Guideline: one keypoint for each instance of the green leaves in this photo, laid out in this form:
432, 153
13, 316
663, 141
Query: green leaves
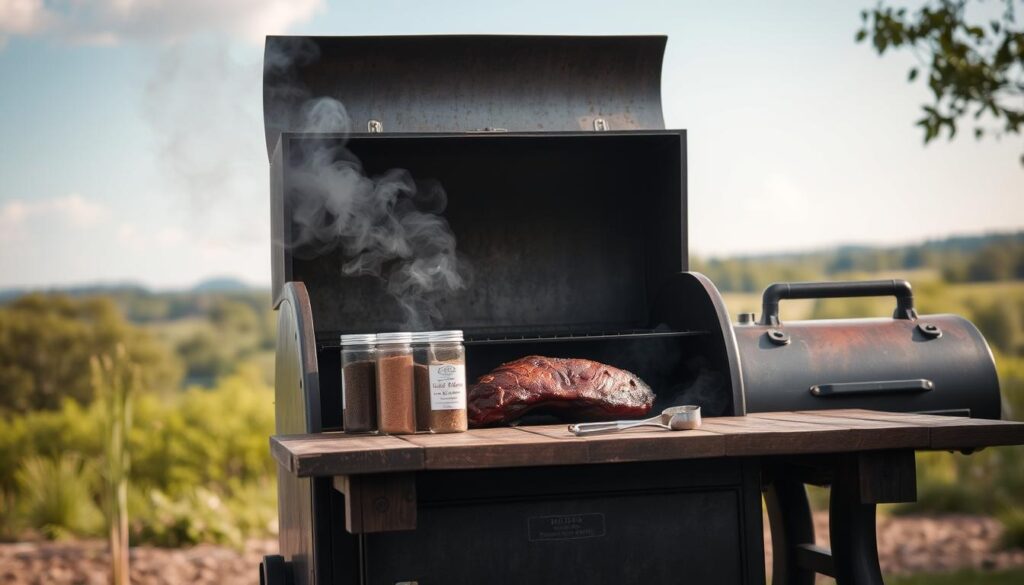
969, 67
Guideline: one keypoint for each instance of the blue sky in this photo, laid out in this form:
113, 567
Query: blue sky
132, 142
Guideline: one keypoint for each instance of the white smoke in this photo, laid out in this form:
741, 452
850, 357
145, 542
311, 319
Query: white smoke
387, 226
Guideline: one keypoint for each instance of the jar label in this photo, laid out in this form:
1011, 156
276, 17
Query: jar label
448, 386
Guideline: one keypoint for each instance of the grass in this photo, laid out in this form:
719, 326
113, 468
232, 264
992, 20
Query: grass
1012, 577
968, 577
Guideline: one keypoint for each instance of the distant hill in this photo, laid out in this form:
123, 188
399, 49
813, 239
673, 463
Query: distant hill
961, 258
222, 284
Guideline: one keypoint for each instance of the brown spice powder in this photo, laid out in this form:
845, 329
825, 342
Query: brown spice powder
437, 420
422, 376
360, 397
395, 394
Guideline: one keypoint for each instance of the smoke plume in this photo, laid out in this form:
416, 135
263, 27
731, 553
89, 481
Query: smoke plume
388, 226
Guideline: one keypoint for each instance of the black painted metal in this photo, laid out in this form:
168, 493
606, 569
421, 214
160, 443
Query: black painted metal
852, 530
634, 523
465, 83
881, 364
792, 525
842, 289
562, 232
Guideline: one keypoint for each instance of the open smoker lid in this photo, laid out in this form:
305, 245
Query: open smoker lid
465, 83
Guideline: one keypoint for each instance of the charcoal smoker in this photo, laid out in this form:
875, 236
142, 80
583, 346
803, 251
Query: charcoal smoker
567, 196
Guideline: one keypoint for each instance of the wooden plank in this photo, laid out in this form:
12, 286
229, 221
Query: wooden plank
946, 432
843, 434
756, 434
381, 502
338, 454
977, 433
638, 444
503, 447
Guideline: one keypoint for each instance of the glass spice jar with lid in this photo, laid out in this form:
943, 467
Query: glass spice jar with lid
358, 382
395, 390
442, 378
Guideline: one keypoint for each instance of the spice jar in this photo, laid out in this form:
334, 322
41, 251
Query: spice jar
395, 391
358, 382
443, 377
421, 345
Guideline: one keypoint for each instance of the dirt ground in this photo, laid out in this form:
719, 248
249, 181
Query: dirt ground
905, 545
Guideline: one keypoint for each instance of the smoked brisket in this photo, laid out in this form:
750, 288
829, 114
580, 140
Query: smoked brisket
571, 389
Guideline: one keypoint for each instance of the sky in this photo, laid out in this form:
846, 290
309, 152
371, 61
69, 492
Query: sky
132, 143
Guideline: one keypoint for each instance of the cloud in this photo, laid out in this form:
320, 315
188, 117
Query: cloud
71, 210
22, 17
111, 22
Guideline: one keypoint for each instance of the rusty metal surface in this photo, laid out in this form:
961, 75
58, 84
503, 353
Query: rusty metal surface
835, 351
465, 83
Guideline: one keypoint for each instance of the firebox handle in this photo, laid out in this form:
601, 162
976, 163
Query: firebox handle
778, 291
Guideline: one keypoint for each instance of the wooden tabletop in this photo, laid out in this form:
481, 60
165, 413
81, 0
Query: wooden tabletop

• _Instructions to follow_:
Images should not appear in the copy; retype the listing above exactly.

• _Finished answer_:
Guideline: one keypoint for each instance of the green leaves in this photo, laid out in this form:
432, 153
13, 316
663, 141
Query: green leaves
969, 67
Guideline: one keypoint for each instance of the blue sky in this photo, laid out in this form:
113, 567
Query: blue sky
132, 142
Guideline: one keypoint for each instance of the white smoke in this photo, laid out in this form:
741, 452
850, 357
145, 542
311, 319
Query: white smoke
387, 226
Guideline: one keypoint for each instance of the jar label in this photo, laid out in this form:
1011, 156
276, 17
Query: jar label
448, 386
Guideline: one keypoint for each instance of the grass in this photo, laid out in this form:
719, 326
113, 468
232, 264
992, 20
Query: grass
1012, 577
968, 577
Guideline: one keypoint for each instance of the distant hill in this photo, laid out in this form:
123, 188
399, 49
813, 239
673, 463
Query: distant hill
961, 258
222, 284
Guideline: one keypoint for each instance of the brown spice powder in this photo, laid out in this form:
845, 329
825, 342
Query: brown spice powder
437, 420
422, 376
360, 397
395, 394
Guideline: one keypoint for each instance of the smoke plume in this photo, laid out in this form:
416, 135
263, 27
731, 553
89, 481
Query: smoke plume
388, 226
Guideline: one keypoint for each instance of the black painted metal in this photo, laid out in this form:
168, 493
606, 569
421, 214
160, 443
Query: black painted metal
852, 530
634, 523
465, 83
881, 364
792, 525
842, 289
562, 232
Guideline: one keypoint for each instance of the open smoker lid in this photo, laid out in this form:
305, 245
Query: open smoker lid
465, 83
Guideline: one keypoint for each instance of the charcoal smoker in this photo, laid out in this form:
875, 236
142, 80
583, 346
803, 251
Query: charcoal smoker
567, 196
Guideline: one keypoint for each instance of the wooden plank in this photo, laid out in this form:
12, 286
229, 221
Query: wooden plank
946, 432
843, 434
756, 434
381, 502
338, 454
977, 433
638, 444
503, 447
Guideline: one keypoint for each instance of the glass spice jar with lid in this photo, laid out in this form:
943, 467
Query: glass spice jar with lid
358, 382
395, 390
442, 378
Guideline: one keypoint for each instance of the spice jar in this photo, laid out in this form:
334, 322
41, 251
Query: spice jar
395, 391
358, 382
443, 377
421, 345
Guideline: one keypoint for each instance of the dirt ground in this photo, laid out in this form:
719, 248
249, 181
Query: dirt ground
905, 545
Guideline: one keypoint for each instance of the smoked brisket in this photo, laid out in this form:
750, 288
829, 114
580, 140
Query: smoked brisket
571, 389
Guideline: one keypoint for each instance of the sky in this photo, laid out in this form:
846, 290
309, 152
371, 61
69, 492
Query: sky
132, 143
Guideline: one keypoint for each instance of the cloud in this photo, laid out in this form:
320, 315
188, 117
Query: cloud
71, 210
22, 17
111, 22
Guideline: one keypoint for each instance of the rusty metal surface in this photo, laid out in this form:
961, 75
58, 84
503, 353
Query: rusty metal surface
835, 351
465, 83
Guideline: one keypoint for each instance of the firebox handle in this photo, laid out in this form:
601, 162
976, 163
Query: firebox handle
778, 291
Guideline: one keypoint for each instance of the wooden tabletop in this photo, laid out in this form:
481, 60
165, 413
81, 0
Query: wooden tabletop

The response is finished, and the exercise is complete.